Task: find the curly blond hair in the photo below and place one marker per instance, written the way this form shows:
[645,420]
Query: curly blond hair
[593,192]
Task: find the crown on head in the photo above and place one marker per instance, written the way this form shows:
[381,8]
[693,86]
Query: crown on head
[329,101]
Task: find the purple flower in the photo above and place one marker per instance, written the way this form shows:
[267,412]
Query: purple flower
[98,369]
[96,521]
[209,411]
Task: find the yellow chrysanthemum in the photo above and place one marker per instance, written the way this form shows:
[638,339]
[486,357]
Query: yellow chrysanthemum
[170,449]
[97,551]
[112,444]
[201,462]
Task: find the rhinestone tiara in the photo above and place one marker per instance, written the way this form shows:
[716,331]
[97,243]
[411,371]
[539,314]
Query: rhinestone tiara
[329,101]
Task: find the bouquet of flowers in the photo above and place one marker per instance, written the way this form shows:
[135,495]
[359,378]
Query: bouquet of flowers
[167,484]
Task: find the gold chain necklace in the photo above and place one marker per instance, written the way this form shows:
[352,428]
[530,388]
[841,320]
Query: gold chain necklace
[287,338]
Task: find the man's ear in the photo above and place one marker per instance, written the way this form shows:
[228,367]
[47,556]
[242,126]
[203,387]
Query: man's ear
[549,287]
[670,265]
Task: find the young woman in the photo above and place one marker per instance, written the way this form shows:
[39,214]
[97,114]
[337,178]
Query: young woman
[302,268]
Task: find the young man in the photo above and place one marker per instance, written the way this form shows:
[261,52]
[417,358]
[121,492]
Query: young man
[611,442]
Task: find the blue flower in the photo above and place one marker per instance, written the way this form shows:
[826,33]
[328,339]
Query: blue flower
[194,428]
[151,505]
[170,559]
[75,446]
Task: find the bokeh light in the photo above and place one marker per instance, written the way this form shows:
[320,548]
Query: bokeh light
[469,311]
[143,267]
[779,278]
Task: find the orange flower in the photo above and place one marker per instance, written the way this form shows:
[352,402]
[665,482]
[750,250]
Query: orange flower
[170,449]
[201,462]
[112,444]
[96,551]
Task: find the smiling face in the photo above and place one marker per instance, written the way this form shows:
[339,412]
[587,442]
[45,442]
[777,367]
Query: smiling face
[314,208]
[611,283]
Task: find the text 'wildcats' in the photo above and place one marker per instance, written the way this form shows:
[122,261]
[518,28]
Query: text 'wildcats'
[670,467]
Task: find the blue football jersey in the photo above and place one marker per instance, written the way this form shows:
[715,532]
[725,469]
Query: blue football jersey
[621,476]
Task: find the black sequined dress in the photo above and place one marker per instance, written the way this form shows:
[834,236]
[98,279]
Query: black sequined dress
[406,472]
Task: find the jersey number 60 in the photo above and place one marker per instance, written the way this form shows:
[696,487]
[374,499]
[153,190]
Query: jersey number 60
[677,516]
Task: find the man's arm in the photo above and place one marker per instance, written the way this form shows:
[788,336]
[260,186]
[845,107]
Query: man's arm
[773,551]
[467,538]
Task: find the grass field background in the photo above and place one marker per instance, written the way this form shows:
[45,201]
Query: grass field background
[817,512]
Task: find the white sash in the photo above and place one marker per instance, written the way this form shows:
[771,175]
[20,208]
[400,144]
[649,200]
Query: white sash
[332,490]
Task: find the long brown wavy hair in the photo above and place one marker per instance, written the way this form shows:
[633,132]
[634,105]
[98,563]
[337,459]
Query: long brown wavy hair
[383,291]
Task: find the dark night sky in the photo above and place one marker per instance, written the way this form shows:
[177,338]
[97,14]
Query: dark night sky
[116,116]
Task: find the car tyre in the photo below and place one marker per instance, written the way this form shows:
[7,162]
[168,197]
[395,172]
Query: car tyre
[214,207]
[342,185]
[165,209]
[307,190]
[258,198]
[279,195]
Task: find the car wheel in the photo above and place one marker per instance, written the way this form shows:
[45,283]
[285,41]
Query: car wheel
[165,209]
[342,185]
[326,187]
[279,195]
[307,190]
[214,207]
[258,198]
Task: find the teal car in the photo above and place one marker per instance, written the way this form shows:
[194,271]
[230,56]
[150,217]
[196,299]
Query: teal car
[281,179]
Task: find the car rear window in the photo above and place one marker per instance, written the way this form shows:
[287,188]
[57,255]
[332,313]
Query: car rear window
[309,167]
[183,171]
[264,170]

-------

Would you write down every record again, exactly?

Solution below:
Task: find the curly blond hair in the photo below and place one marker per instance, written the way this form shows:
[645,420]
Query: curly blond hair
[593,192]
Task: find the crown on head in the photo above and place one marker per instance, written the way this form shows:
[381,8]
[693,86]
Query: crown on head
[329,101]
Task: find the purple flower in the photo above and place one marker per instance, written the way this form shows:
[267,412]
Query: purple flower
[98,369]
[96,521]
[209,411]
Task: find the yellow chrysanthemum in the photo above and place one marker per instance, written the way this form shows:
[638,339]
[486,357]
Query: yellow chrysanthemum
[170,449]
[97,551]
[112,444]
[201,462]
Task: find the rhinestone tiara in the photo above and place one marker per instance, written the way this form shows:
[716,331]
[97,243]
[411,371]
[539,314]
Query: rhinestone tiara
[329,101]
Task: find the bouquet of flowers in the photo above and place one marker per instance, written the way this form shows:
[135,495]
[359,378]
Query: bouquet of flowers
[167,484]
Task: find the gold chain necklace in the photo above and place one marker per instance, written the way this form shows:
[352,428]
[530,388]
[841,320]
Query: gold chain necklace
[287,338]
Task: find the man's ear in the photo above and place one marker per instance, written the way this form shows:
[228,367]
[47,556]
[242,126]
[203,387]
Query: man's ear
[549,287]
[670,265]
Task: find the young woman in the photo above and place one marker per instance, written the way this form shows:
[39,214]
[97,114]
[337,178]
Query: young woman
[302,268]
Task: find the young man in the photo above and place one marker per instance, written the way this form shows:
[261,52]
[417,358]
[121,492]
Query: young man
[611,442]
Task: find the blue flower in the photo above and place one marker per instance, written the way this form shows:
[826,33]
[328,339]
Query: blue flower
[194,428]
[151,505]
[170,559]
[75,446]
Task: find the bokeh light in the photo above and place one marker per instance, written the way this form shows:
[320,548]
Query: bokeh light
[469,311]
[143,267]
[779,278]
Task: find the orange flower in the photo above and place one marker per instance, written the way this form shows:
[352,402]
[665,482]
[750,250]
Query: orange flower
[170,449]
[201,462]
[112,444]
[96,551]
Task: find the smiling face in the photo above and place one marker per instance, written the way this form shows:
[339,412]
[587,442]
[45,442]
[777,367]
Query: smiling face
[314,208]
[611,283]
Task: find the text 'wildcats' in the photo above and place one marker per instance, written the way this form shows:
[122,261]
[518,28]
Query: text 'wildcats'
[670,467]
Task: find the blue football jersey in the photo above and place one marker per instance, written the way this form shows:
[715,532]
[725,469]
Query: blue football jersey
[621,476]
Task: find the black sequined dress in the photo above and place one marker per instance, written the way this form shows:
[834,236]
[98,279]
Query: black sequined dress
[406,472]
Task: find the jersey number 60 in the photo above and place one marker per instance, written the way this form shows:
[696,487]
[374,499]
[153,190]
Query: jersey number 60
[677,516]
Task: find the man's arm in the photo above and place one marker per instance, written the way this form shows:
[788,336]
[260,186]
[845,107]
Query: man's arm
[773,551]
[467,538]
Task: find the grass field background in the photo above and place one marker per instance, written the way this form shows:
[45,201]
Query: grass field background
[817,512]
Task: find the white sash in the photo above and place one marker per instance, written the way this form shows:
[771,175]
[20,208]
[400,144]
[649,200]
Query: white sash
[332,490]
Task: find the long brown wavy hair in the photo above and place one marker per instance, written the way this form shows:
[633,132]
[634,105]
[98,563]
[337,459]
Query: long brown wavy hair
[383,291]
Task: find the dark night sky in the photo above and place one marker per instance, written the way this form shows:
[177,338]
[97,14]
Query: dark night sky
[116,116]
Task: find the car tyre in the photo below and place one marker per instance, written the way this form shows:
[7,162]
[168,197]
[395,172]
Query: car tyre
[214,207]
[342,185]
[165,209]
[307,190]
[258,198]
[279,195]
Task: find the car wheel in the photo above and place one marker per instance, written the way this form shows:
[45,283]
[285,41]
Query: car wheel
[165,209]
[342,185]
[326,187]
[279,195]
[307,190]
[214,207]
[258,198]
Task: find the teal car in the photo above and place one marker per instance, written the way this form shows:
[194,271]
[230,56]
[150,217]
[196,299]
Query: teal car
[281,179]
Task: find the car rear window in the photo above and place one marker per instance, written the way this form shows:
[287,188]
[57,255]
[332,313]
Query: car rear window
[309,167]
[183,171]
[264,170]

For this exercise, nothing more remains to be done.